* Problem details:
Reproduce the entries. Match every word.

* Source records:

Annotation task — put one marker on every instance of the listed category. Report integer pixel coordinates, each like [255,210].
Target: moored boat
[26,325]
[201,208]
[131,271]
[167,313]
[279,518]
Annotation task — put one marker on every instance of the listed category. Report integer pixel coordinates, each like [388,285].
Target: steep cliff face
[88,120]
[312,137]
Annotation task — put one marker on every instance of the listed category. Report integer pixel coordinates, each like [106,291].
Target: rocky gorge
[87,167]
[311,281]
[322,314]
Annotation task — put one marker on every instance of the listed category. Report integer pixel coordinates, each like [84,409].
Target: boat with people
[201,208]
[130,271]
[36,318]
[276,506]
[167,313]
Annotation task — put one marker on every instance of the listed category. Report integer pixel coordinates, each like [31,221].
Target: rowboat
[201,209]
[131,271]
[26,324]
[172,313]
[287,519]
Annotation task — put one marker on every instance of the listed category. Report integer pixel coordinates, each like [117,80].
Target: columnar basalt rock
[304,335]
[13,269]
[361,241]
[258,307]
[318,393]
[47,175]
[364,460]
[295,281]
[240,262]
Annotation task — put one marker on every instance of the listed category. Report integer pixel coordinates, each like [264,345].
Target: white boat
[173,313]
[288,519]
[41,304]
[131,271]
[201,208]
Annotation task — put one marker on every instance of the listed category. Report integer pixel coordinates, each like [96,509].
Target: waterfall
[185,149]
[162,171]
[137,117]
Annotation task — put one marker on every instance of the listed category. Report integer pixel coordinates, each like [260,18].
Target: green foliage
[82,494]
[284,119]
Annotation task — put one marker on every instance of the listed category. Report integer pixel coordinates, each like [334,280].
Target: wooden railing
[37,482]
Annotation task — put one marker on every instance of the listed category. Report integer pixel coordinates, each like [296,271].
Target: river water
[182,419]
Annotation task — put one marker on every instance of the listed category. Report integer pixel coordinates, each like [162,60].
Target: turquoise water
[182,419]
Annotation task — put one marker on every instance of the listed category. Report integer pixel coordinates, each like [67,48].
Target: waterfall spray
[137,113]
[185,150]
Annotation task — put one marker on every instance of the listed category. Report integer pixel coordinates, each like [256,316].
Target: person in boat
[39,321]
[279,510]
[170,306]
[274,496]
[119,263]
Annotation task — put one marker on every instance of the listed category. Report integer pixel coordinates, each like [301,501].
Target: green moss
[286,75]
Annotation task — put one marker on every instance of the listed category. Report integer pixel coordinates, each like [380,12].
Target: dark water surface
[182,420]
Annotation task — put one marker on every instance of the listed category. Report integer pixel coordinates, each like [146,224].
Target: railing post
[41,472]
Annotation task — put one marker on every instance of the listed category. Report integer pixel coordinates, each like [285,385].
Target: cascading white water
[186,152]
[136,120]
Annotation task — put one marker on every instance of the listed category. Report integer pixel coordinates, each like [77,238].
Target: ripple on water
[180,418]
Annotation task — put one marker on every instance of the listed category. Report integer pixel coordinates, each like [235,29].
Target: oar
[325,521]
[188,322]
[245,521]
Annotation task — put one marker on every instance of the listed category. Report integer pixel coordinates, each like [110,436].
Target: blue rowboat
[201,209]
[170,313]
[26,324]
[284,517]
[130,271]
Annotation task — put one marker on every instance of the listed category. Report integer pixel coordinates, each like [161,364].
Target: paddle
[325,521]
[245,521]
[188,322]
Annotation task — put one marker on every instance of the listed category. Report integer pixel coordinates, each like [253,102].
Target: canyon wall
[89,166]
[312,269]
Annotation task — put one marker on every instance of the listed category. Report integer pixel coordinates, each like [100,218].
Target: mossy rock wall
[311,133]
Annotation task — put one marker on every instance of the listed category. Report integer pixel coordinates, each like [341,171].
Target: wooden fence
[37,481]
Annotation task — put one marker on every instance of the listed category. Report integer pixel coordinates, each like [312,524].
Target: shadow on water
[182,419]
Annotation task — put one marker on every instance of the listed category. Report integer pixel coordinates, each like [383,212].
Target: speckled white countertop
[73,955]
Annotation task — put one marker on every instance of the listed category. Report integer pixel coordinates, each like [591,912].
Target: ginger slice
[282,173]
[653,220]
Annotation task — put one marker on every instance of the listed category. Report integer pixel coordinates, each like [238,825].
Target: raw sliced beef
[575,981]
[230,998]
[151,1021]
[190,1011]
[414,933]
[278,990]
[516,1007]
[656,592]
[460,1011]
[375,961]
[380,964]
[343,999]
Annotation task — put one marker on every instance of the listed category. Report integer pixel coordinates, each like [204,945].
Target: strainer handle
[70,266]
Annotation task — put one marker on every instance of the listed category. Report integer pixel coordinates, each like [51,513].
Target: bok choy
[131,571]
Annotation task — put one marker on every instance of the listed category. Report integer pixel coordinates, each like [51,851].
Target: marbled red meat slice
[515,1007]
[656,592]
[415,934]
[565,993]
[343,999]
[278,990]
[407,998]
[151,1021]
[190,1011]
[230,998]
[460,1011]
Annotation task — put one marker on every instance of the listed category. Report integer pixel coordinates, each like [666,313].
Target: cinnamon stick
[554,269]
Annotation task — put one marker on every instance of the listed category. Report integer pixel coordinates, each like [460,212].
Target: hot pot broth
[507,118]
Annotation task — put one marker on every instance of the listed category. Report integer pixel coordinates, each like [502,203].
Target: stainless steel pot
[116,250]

* Task response:
Annotation task — put one marker on every instance of the listed category. Report integer pixel coordinates, each like [255,210].
Target: moored boat
[26,325]
[201,208]
[131,271]
[167,313]
[279,518]
Annotation task — put one marker on every instance of the listed category. Report integer pixel coordinates, each like [388,285].
Target: steep cliff face
[88,120]
[312,137]
Annotation task — put one marker on every instance of the listed category. Report integer pixel coordinates, each like [106,291].
Target: rocky gorge
[87,167]
[311,281]
[322,314]
Annotation task — put one marker on every instance of the listed category. Report integer pixel coordinates, each like [84,409].
Target: boat with people
[201,208]
[130,271]
[36,318]
[276,506]
[167,313]
Annotation task — put one marker on every instance of the listed category. Report integer pixel coordinates, each like [31,221].
Target: rowboat
[201,209]
[131,271]
[26,324]
[172,313]
[287,519]
Annotation task — put one marker on every instance of the listed category. Report integer pixel coordinates, each like [117,80].
Target: columnar basalt rock
[304,335]
[13,269]
[361,241]
[258,307]
[318,393]
[47,175]
[364,460]
[295,281]
[240,262]
Annotation task — put one marker on every instance of the listed category. Report integer pixel coordinates, each like [264,345].
Target: white boat
[173,313]
[288,519]
[41,304]
[131,271]
[201,208]
Annotation task — put one marker on every instance of the listed category. Report integer pixel coordinates, each like [96,509].
Target: waterfall
[185,149]
[162,171]
[137,117]
Annotation task — put one marker on every instance of the listed category. Report integer pixel coordinates, each like [260,18].
Target: green foliage
[82,494]
[284,119]
Annotation task — put one marker on every instance of the listed category. Report integer pixel coordinates, each like [334,280].
Target: wooden railing
[37,482]
Annotation task — put one marker on every instance of the listed category. Report integer pixel coordinates, each like [296,271].
Target: river water
[182,419]
Annotation task — put one marker on every instance of the listed category. Report integer pixel coordinates, each like [162,60].
Target: turquoise water
[182,419]
Annotation task — put one marker on every instance of the listed category. Report integer pixel coordinates, each like [67,48].
Target: waterfall spray
[137,113]
[185,150]
Annotation task — put one marker on every instance of the listed category. Report integer pixel coordinates, each like [256,316].
Target: person in boat
[39,321]
[279,510]
[170,306]
[274,496]
[119,263]
Annotation task — put one marker on every instance of the listed category. Report integer pixel coordinates, each like [301,501].
Target: green moss
[286,75]
Annotation task — put one marker on every instance of the listed category. Report integer pixel coordinates, each like [380,12].
Target: dark water surface
[182,420]
Annotation task — put one marker on every instance of the listed category. Report integer pixel coordinates, each like [146,224].
Target: railing post
[41,472]
Annotation task — put one marker on every instance of the listed category. Report integer pixel coordinates, each like [285,385].
Target: cascading white water
[186,152]
[136,120]
Annotation task — put one marker on every instance of the listed category. Report integer pixel coordinates, each like [77,238].
Target: ripple on water
[180,418]
Annotation task — put one marker on every instance of the listed category. Report integer pixel coordinates, each like [235,29].
Target: oar
[325,521]
[188,322]
[245,521]
Annotation task — put one marker on every instance of the listed category. Report integer pixel coordinates, each like [110,436].
Target: blue rowboat
[201,209]
[170,313]
[26,324]
[284,517]
[130,271]
Annotation task — put one marker on every instance of the listed category. Report integer pixel coordinates, each like [161,364].
Target: paddle
[325,521]
[245,521]
[188,322]
Annotation task — put one marker on every instance of the listed category. Report integer pixel coordinates, each like [253,102].
Target: canyon wall
[89,166]
[312,269]
Annotation task — put one marker on every instance of the listed category. Report integer pixel coordinates, each like [100,218].
Target: mossy rock wall
[311,133]
Annotation task — put one marker on every instance of the listed category. Report integer pixel coordinates, each like [341,171].
Target: wooden fence
[37,481]
Annotation task — put one marker on every instance of the listed category. Report integer pixel coordinates, each like [312,524].
Target: shadow on water
[182,419]
Annotation task — put one marker on every instance of the listed category. Report integer pixel coordinates, each like [383,212].
Target: speckled white countertop
[73,955]
Annotation task — put one marker on every instance of the listed category. Report integer pixel coordinates, each like [591,912].
Target: ginger slice
[282,173]
[653,220]
Annotation task — put one marker on every instance of the listed category. Report integer pixel coordinates, each like [238,825].
Target: raw sliced beef
[575,981]
[230,998]
[151,1021]
[190,1011]
[414,933]
[278,990]
[516,1007]
[656,592]
[460,1011]
[375,961]
[380,964]
[343,999]
Annotation task — put one marker on every instance of the listed category. Report integer pixel coordinates, each like [204,945].
Target: strainer handle
[70,266]
Annotation task — put one marker on every instance of the listed category. Report integer pixel coordinates, each like [51,513].
Target: bok choy
[131,571]
Annotation task — put one marker on every instance of the listed category. Report integer pixel coordinates, each like [51,851].
Target: marbled red meat slice
[515,1007]
[656,592]
[415,934]
[565,993]
[343,999]
[278,990]
[407,998]
[151,1021]
[190,1011]
[230,998]
[460,1011]
Annotation task — put one marker on every instance of the listed category. Report integer pixel coordinates, each like [666,313].
Target: cinnamon stick
[554,269]
Annotation task — put one marker on every instance of the listed category. Report integer pixel coordinates, each like [460,212].
Target: hot pot broth
[507,118]
Annotation task — put one marker on every instance of the listed category. Report integer pixel coordinates, each like [502,203].
Target: stainless steel pot
[116,250]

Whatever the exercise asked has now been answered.